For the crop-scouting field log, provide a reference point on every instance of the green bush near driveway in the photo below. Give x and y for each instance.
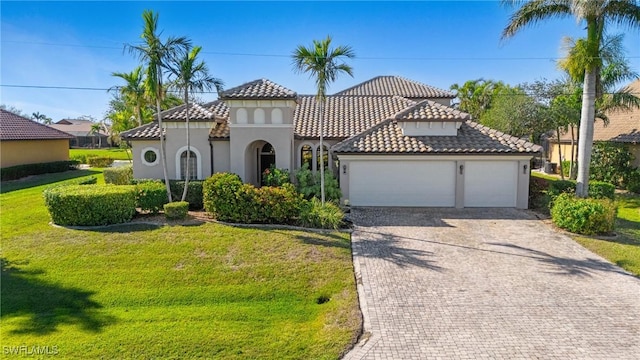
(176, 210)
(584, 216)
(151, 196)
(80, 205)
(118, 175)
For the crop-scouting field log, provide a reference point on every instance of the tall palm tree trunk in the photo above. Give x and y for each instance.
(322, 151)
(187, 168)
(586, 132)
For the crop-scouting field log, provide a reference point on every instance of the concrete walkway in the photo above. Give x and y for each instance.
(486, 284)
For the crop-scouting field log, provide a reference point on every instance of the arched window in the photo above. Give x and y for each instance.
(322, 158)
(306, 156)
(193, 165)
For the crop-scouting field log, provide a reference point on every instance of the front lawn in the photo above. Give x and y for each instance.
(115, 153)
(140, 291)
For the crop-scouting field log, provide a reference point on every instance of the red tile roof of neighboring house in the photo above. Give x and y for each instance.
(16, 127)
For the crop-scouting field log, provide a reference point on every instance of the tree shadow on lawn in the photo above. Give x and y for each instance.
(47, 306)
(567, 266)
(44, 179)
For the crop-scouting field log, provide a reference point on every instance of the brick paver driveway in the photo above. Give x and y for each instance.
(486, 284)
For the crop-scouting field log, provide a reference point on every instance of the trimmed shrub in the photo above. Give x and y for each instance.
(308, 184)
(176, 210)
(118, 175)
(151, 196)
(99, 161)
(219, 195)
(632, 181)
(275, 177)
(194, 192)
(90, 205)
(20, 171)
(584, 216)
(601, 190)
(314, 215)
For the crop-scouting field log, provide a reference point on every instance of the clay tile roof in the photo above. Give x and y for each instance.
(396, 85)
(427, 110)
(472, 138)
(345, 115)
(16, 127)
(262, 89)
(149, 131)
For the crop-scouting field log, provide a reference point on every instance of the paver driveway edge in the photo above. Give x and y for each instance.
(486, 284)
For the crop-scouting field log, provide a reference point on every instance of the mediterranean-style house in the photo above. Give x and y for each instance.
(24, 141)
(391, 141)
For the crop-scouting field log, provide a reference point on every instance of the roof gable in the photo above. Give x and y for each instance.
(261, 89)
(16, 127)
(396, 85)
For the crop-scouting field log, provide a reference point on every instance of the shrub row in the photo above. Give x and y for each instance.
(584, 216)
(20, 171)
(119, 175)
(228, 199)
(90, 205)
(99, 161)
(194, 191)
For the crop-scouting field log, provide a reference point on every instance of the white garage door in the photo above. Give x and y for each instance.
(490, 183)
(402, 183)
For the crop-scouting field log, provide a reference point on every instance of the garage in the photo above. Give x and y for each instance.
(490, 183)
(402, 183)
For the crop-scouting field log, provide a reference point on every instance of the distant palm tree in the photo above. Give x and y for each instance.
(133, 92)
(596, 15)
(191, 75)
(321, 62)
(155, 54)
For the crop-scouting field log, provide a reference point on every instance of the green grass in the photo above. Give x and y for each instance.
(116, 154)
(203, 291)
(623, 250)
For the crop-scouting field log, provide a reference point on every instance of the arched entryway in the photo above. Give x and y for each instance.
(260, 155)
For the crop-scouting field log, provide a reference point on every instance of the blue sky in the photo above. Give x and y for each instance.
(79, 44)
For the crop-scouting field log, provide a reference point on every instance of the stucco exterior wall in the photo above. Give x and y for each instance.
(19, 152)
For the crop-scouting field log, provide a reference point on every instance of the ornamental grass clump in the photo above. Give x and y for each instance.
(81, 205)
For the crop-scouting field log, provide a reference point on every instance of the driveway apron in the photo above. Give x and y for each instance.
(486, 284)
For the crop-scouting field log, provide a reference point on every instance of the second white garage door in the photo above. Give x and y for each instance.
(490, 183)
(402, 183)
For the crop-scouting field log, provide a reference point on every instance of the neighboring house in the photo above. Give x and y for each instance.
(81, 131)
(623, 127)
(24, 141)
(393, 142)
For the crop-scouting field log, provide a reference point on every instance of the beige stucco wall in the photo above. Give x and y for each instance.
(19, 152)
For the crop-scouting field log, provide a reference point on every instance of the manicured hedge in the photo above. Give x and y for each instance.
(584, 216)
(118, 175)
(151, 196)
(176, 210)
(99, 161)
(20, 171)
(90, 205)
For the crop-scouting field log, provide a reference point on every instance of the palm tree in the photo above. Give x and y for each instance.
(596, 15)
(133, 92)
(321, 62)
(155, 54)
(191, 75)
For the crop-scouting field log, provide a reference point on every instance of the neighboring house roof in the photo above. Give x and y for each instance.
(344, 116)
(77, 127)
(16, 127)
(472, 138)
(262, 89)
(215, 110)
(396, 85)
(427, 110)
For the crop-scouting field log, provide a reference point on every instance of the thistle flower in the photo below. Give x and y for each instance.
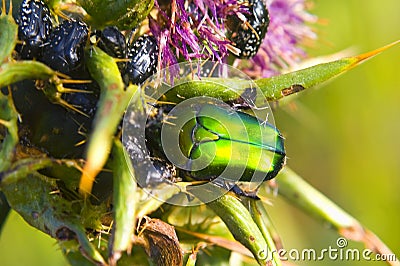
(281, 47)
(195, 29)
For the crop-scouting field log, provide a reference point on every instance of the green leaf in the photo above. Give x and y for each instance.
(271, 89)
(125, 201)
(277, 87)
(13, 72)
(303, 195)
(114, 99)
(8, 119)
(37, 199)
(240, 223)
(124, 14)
******
Repeat the data exactly in full, omitting its pictures.

For the crop-scouting field log, provide a reference point on every instance of the green bush near driveway in the photo below. Give x and y for each instance.
(176, 210)
(584, 216)
(151, 196)
(80, 205)
(118, 175)
For the crop-scouting field log, provide a reference point on every instance of the tall palm tree trunk in the photo above. Give x and y for each instance.
(322, 151)
(187, 168)
(586, 132)
For the crop-scouting field log, provide a reference point on every instance of the concrete walkway in the photo above. Give x and y for each instance.
(486, 284)
For the crop-scouting field log, provide a reference point on every instance of the arched window in the photo above. Give x and y for each instance.
(322, 158)
(306, 156)
(193, 165)
For the crop-scouting field log, provide a reference point on every instance of the front lawn in the photo above. Give x and y for each instance.
(115, 153)
(140, 291)
For the crop-scouting field log, provide a reference point on every instance of the red tile roof of neighboring house in the photo above. Give x and y for each instance.
(16, 127)
For the crop-scouting field log, provide a reference point on every instance of the tree shadow on lawn in the photo above. Give x and y for each instance.
(47, 306)
(567, 266)
(44, 179)
For the crop-scouting field log, provide a reference point on every instance of the brick paver driveway in the photo above. Give x and y for each instance.
(486, 284)
For the crop-scouting field log, provide a reference point on every instance of the trimmed shrub in the photo above. Give x and y for each instance.
(308, 184)
(176, 210)
(118, 175)
(151, 196)
(99, 161)
(219, 195)
(632, 181)
(275, 177)
(194, 192)
(90, 205)
(20, 171)
(584, 216)
(601, 190)
(314, 215)
For the crop-scouting field log, provide a reference point on every instance of the clay tile roof in the photo above. Give x and y for each instance.
(396, 85)
(427, 110)
(472, 138)
(345, 115)
(16, 127)
(262, 89)
(149, 131)
For the crop-scouting field log, provide a reference point on every instance of the paver driveway edge in the photo above. Give x and y for each instance.
(486, 284)
For the crop-scouting field log, provide a reference point on every instance of the mediterranean-style house in the photo above. Give x and y for each instance.
(24, 141)
(391, 141)
For the crop-scouting field log, provide a reference point on every instance of the roof gable in the photo above. Give x and y for each instance.
(261, 89)
(16, 127)
(396, 85)
For the crop-scouting field log, provide a reference point on every instance of the shrub row in the photo above. Give x and y for each instance.
(584, 216)
(20, 171)
(119, 175)
(228, 199)
(90, 205)
(99, 161)
(194, 191)
For the crop-scouting field log, provide a reference point on every instance of the white garage door in the photo above. Give x and y for each instance.
(490, 183)
(402, 183)
For the crop-scouting field log, provide a reference point on every instance of the garage in the photo above. Give x and y for each instance.
(490, 183)
(402, 183)
For the crop-scouting field log, provide a reference point on every instance of the distant palm tree in the photo above. Give x and y for each instance.
(133, 92)
(596, 15)
(191, 75)
(321, 62)
(155, 54)
For the crop-scouting field log, provide a reference point on every instance of the green grass in the photo above. Give x and y for each instance.
(116, 154)
(203, 291)
(623, 250)
For the crop-scouting field log, provide a reference point on every instance of the arched entryway in the photo above. Give x and y for each instance.
(260, 155)
For the crop-scouting field log, provide a reference point on every instance of the blue sky in the photo above. Give x and y for each instance.
(79, 44)
For the crop-scouting field log, provide a reference point on every instance of the stucco exterior wall in the photo above. Give x and y for each instance.
(19, 152)
For the crop-scouting field log, provide a reference point on every instance of the ornamental grass clump in the photo above. Give x and y for each instance.
(81, 205)
For the crop-scouting field log, provide a reference point on every instance of the driveway apron in the photo above. Give x and y for each instance.
(486, 284)
For the crop-scouting field log, provide a reference point on every instance of the second white garage door in the photo above. Give x and y for each instance.
(490, 183)
(402, 183)
For the crop-scouting field log, provide a reference point on every instance of the neighboring house in the photo above. Give x and y for each instance.
(81, 131)
(623, 127)
(24, 141)
(393, 142)
For the crop-scouting field log, provide a reference point on every instance of the beige stucco wall in the photo above. Give x and y for each instance.
(19, 152)
For the crop-scouting field log, provide a reference point on every instance of the manicured hedge in the photo above. Give x and y for each instance.
(584, 216)
(118, 175)
(151, 196)
(176, 210)
(99, 161)
(20, 171)
(90, 205)
For the crop-scouting field log, provide a reference point on every instance of the palm tree in the photo above. Give x and y for each instance.
(596, 15)
(133, 92)
(321, 62)
(155, 54)
(191, 75)
For the crop-scouting field log, provide a reference point on every instance of the neighboring house roof in the photo above. Give x and y for each instance.
(344, 116)
(77, 127)
(16, 127)
(472, 138)
(262, 89)
(215, 110)
(396, 85)
(427, 110)
For the crop-scouting field log, provide a reference point on every instance of the thistle flower in the photo below. Give x and y for each instance.
(281, 47)
(195, 29)
For the crop-scouting field log, provide a reference point on every instance of the green leaf in the photo above. Give x and y for each instance.
(271, 89)
(125, 201)
(277, 87)
(13, 72)
(303, 195)
(114, 99)
(8, 119)
(37, 199)
(240, 223)
(124, 14)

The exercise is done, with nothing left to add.